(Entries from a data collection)

####

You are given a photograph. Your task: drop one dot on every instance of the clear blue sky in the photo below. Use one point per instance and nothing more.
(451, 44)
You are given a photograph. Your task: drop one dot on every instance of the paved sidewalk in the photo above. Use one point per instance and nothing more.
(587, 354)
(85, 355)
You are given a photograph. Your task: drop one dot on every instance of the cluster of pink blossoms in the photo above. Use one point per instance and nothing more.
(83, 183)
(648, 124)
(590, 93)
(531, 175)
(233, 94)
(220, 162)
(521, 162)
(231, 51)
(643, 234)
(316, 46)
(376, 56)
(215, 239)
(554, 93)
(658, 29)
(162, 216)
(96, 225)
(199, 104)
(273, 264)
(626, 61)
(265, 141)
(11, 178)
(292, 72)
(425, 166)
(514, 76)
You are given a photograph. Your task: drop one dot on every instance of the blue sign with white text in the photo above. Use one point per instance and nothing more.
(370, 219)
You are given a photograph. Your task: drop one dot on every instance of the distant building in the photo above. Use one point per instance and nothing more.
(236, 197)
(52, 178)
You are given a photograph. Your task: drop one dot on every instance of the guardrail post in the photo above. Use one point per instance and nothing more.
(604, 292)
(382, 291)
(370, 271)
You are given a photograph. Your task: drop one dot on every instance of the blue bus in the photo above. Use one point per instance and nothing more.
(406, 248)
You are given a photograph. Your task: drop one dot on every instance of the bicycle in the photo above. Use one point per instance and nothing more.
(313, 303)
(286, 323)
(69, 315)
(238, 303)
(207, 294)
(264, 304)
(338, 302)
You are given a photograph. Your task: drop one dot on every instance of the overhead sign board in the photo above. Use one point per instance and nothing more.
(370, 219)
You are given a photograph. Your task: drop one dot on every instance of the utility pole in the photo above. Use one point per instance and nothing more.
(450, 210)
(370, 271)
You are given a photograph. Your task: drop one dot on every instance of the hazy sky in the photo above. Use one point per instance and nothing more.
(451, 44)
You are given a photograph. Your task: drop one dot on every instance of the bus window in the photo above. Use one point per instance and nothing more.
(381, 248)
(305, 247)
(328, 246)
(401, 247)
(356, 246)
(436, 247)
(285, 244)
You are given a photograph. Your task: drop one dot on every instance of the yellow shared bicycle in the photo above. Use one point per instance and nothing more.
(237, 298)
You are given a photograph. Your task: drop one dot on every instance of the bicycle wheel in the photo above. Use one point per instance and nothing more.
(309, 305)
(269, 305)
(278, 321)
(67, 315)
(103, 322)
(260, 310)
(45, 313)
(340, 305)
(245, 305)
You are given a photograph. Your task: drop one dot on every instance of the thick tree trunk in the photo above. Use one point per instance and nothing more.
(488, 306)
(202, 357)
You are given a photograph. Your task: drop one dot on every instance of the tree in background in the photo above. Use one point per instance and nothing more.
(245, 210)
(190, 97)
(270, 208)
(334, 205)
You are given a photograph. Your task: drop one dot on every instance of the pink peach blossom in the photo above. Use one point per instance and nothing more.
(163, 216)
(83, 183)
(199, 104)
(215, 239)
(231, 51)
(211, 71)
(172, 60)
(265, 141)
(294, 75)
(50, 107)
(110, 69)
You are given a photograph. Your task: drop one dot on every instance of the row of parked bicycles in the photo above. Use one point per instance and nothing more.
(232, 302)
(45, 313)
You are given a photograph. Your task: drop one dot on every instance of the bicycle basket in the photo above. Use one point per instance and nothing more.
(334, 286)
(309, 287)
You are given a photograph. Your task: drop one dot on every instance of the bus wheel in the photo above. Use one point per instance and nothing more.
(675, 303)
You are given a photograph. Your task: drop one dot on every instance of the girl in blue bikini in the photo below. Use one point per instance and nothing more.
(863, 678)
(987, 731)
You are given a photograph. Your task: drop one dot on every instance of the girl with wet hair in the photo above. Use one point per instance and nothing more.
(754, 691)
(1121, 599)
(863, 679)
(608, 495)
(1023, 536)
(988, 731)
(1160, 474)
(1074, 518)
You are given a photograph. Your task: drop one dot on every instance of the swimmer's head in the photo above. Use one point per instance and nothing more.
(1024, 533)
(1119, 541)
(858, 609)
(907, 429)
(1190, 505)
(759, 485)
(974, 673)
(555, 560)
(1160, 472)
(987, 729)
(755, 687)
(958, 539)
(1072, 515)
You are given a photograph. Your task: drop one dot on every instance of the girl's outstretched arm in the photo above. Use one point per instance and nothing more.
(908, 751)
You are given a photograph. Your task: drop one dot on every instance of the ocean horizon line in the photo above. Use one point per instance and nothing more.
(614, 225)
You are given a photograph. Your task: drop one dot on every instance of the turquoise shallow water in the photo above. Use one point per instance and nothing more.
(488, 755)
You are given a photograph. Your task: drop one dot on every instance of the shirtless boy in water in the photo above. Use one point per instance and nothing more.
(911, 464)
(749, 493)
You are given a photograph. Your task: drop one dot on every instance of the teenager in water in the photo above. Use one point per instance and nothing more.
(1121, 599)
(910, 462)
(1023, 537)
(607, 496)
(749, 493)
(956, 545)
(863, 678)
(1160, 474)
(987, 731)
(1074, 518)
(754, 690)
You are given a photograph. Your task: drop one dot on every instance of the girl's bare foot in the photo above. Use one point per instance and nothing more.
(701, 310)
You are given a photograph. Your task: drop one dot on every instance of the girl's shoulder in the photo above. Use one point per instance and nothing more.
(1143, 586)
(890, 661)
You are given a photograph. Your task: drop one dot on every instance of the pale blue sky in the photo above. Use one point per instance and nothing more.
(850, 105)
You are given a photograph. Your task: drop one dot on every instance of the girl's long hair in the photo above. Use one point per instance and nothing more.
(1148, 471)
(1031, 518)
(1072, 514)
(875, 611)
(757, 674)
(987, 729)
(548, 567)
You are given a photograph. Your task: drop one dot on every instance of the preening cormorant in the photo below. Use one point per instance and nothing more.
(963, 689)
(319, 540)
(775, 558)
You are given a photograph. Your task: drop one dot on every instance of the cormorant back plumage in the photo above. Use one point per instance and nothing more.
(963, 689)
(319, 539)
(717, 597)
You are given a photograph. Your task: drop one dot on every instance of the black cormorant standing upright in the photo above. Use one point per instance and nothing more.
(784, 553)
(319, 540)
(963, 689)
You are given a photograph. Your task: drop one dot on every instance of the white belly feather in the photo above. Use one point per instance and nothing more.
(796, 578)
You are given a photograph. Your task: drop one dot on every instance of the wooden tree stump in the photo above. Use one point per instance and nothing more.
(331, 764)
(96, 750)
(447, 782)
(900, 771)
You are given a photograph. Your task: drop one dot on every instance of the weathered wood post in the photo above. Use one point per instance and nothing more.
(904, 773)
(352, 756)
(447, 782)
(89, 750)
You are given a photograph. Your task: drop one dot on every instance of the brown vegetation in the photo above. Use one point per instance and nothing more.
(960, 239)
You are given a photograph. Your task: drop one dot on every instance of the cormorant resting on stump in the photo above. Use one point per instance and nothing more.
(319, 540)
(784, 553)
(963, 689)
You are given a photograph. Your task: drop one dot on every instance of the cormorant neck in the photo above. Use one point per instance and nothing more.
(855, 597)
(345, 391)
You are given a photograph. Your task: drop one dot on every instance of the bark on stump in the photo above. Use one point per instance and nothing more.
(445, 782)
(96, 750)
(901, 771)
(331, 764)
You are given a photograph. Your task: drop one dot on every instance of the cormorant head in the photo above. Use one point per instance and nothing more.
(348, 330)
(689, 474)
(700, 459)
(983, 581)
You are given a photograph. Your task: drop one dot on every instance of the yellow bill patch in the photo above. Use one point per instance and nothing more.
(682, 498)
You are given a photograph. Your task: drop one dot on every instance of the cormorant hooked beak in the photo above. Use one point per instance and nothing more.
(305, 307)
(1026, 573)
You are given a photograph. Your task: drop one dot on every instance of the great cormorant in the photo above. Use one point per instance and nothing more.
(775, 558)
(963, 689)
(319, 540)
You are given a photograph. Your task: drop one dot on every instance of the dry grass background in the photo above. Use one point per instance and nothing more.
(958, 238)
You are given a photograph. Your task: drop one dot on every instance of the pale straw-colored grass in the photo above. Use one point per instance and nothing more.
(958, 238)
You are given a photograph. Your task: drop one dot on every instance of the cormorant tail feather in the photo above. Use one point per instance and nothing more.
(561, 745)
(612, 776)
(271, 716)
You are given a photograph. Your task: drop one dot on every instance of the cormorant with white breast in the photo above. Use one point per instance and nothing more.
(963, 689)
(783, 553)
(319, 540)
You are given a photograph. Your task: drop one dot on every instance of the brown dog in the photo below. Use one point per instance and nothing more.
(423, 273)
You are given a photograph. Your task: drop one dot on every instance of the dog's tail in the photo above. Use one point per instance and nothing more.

####

* What is required:
Can you reproduce verbatim the stretch of lines from the one containing "the bicycle basket" through the one containing "(1072, 515)", both included?

* Written answer:
You are given a photograph. Your task: drop one dot on every instance of the bicycle basket in the photo above. Use one point per instance and nothing more.
(334, 286)
(309, 287)
You are given a photograph. Your task: drop one dot on every instance of the bus wheel in the photo above. Use one point per instance and nothing more.
(675, 303)
You are given a photograph. Your task: drop one dot on every instance of the girl in blue bikini in the photo below. Use one point per instance and nothing more.
(863, 678)
(987, 731)
You are given a photograph. Your task: drop one dot on every instance of the girl with wet hair in the photo above. Use one point per instance and nothing more.
(754, 691)
(1121, 599)
(863, 679)
(608, 495)
(1023, 536)
(988, 731)
(1160, 474)
(1074, 518)
You are given a photograph. Your task: drop one dot on every instance of the swimmer's head in the photo above. Use one point per instance and nothing more.
(1024, 533)
(1119, 541)
(858, 609)
(907, 429)
(1190, 505)
(759, 485)
(974, 673)
(555, 560)
(1160, 472)
(987, 729)
(755, 687)
(958, 539)
(1072, 515)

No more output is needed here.